[[ Provided records, beginning ]]

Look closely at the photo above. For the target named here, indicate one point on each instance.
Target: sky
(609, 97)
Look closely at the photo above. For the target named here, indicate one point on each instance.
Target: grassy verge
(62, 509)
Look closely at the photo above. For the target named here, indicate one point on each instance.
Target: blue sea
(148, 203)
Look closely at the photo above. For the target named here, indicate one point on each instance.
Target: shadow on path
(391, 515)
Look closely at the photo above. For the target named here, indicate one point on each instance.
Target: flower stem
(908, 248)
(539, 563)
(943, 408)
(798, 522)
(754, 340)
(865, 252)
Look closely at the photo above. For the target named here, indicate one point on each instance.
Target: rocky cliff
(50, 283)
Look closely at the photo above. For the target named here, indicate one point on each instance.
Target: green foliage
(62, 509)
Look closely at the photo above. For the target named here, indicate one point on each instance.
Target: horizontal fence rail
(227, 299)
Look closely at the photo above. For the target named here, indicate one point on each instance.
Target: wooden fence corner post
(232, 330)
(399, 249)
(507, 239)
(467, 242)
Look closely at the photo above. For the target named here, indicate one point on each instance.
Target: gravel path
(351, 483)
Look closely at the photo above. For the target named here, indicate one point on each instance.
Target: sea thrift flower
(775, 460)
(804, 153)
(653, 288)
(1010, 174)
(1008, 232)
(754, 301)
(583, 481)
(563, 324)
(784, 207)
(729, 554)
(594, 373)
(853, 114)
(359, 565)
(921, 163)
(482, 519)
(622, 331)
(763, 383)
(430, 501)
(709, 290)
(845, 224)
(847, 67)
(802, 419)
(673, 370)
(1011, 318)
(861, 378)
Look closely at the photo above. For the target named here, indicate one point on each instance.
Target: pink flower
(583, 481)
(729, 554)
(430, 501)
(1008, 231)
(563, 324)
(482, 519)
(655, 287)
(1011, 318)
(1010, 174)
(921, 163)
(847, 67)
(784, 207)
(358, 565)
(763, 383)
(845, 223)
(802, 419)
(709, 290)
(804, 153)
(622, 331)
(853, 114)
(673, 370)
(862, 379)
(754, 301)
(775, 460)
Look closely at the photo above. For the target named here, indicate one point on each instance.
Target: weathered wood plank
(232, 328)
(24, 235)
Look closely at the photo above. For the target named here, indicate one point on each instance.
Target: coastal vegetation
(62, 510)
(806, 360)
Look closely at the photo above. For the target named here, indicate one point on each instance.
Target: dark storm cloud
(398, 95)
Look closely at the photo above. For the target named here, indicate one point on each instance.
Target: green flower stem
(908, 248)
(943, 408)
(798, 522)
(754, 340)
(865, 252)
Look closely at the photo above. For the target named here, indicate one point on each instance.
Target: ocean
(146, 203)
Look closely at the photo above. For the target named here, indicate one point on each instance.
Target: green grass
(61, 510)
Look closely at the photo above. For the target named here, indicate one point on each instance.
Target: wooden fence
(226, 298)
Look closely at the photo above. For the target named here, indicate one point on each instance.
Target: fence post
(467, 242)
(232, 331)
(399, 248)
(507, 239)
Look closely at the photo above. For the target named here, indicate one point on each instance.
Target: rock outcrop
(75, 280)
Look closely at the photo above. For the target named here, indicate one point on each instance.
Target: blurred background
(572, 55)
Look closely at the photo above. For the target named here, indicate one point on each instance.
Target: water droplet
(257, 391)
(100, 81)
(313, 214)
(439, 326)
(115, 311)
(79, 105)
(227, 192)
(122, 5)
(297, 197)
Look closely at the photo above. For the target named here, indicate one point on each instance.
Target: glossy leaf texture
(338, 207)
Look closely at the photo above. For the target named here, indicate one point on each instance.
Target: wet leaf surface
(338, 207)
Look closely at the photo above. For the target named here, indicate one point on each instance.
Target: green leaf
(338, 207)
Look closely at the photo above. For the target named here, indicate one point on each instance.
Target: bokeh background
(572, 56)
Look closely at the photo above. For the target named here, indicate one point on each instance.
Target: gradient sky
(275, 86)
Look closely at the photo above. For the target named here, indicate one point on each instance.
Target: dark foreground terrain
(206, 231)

[[ Provided records, end ]]

• Task objective: All the lines above should appear again in the answer, exactly as written.

• Answer to this task:
Look closely at the photo above. For the target named here, indicate one point on each instance.
Target: sky
(609, 97)
Look closely at the photo above. For the target named here, indicate one point on each instance.
Target: grassy verge
(62, 509)
Look closely at the photo above. For the target named here, indicate one point on each instance.
Target: blue sea
(148, 203)
Look closely at the photo above. For the target named here, indicate one point on each instance.
Target: shadow on path
(391, 515)
Look closely at the photo above. For the target named here, indicate one point on each instance.
Target: flower stem
(908, 248)
(539, 563)
(943, 408)
(798, 522)
(754, 340)
(865, 252)
Look closely at the photo above. For the target named here, indicate one point on each instance.
Target: rocky cliff
(50, 283)
Look closely at the photo above. For the target named here, indicate one point on each instance.
Target: green foliage
(62, 509)
Look closely at the photo above. For the target named here, indicate one point on each instance.
Target: horizontal fence rail
(227, 299)
Look closely at the photo above. For the target named here, indicate one point on each instance.
Target: wooden fence corner post
(232, 330)
(399, 249)
(507, 239)
(467, 242)
Look closely at the photo above. For the target named here, indicate one point on each instance.
Target: gravel path
(351, 483)
Look closely at the photo above. For the target named here, indicate one point on each instance.
Target: sea thrift flower
(775, 460)
(804, 153)
(653, 288)
(1010, 174)
(1008, 232)
(754, 301)
(583, 481)
(563, 324)
(784, 207)
(729, 554)
(594, 373)
(853, 114)
(359, 565)
(921, 163)
(482, 519)
(622, 331)
(763, 383)
(430, 501)
(709, 290)
(845, 224)
(847, 67)
(802, 419)
(673, 370)
(1011, 318)
(861, 378)
Look closely at the photo above. For the target named here, indicate one point on each instance.
Target: pink flower
(583, 481)
(729, 554)
(430, 501)
(1008, 231)
(563, 324)
(482, 519)
(655, 287)
(1011, 318)
(1010, 174)
(921, 163)
(847, 67)
(784, 207)
(358, 565)
(763, 383)
(845, 223)
(802, 419)
(709, 290)
(804, 153)
(622, 331)
(853, 114)
(673, 370)
(862, 379)
(754, 301)
(775, 460)
Look closely at the photo above. For the target named here, indicate one point on each instance.
Target: weathered wood plank
(232, 328)
(24, 235)
Look closely at the photo above. For the target named here, indicate one point on each instance.
Target: coastal vegetation
(62, 510)
(806, 360)
Look closely at the photo above. For the target named here, indicate one point on each instance.
Target: dark storm cloud
(398, 95)
Look closely at the photo above. For the target named here, indicate one point on each instance.
Target: green flower stem
(908, 248)
(943, 408)
(798, 522)
(754, 340)
(865, 252)
Look closely at the photo above. For the target named here, indicate one point on each instance.
Target: ocean
(146, 203)
Look closely at the photo above. For the target named here, indicate one point on each instance.
Target: green grass
(61, 510)
Look closely at the photo above. For the target named here, indicate one point on each instance.
Target: wooden fence
(226, 298)
Look closely at the photo above. For the target named here, indicate one point on each instance.
Target: fence post
(467, 242)
(232, 331)
(399, 248)
(507, 239)
Look closely at the photo above. For the target named here, indicate one point on each instance.
Target: rock outcrop
(75, 280)
Look closely at the photo above. For the target named here, indicate one point on each instance.
Target: blurred background
(572, 55)
Look closely at the photo above. For the target named here, indicate one point on each instance.
Target: water droplet
(257, 391)
(100, 81)
(313, 214)
(439, 326)
(115, 311)
(79, 105)
(227, 192)
(122, 5)
(297, 197)
Look closely at the photo above. For the target named here, indicate one point on each instance.
Target: glossy leaf texture
(338, 207)
Look closely at the photo above. For the target named here, indicate one point on each instance.
Target: wet leaf surface
(338, 207)
Look closely at the photo above. For the target named here, indicate one point on each instance.
Target: green leaf
(338, 207)
Look closely at the photo above. For the target named here, indicate one point on each instance.
Target: bokeh background
(572, 56)
Look closely at the photo above. For the target named here, indicate one point on each instance.
Target: gradient sky
(275, 86)
Look closely at the photo above. For the target named here, indicate one point on each instance.
Target: dark foreground terrain
(206, 231)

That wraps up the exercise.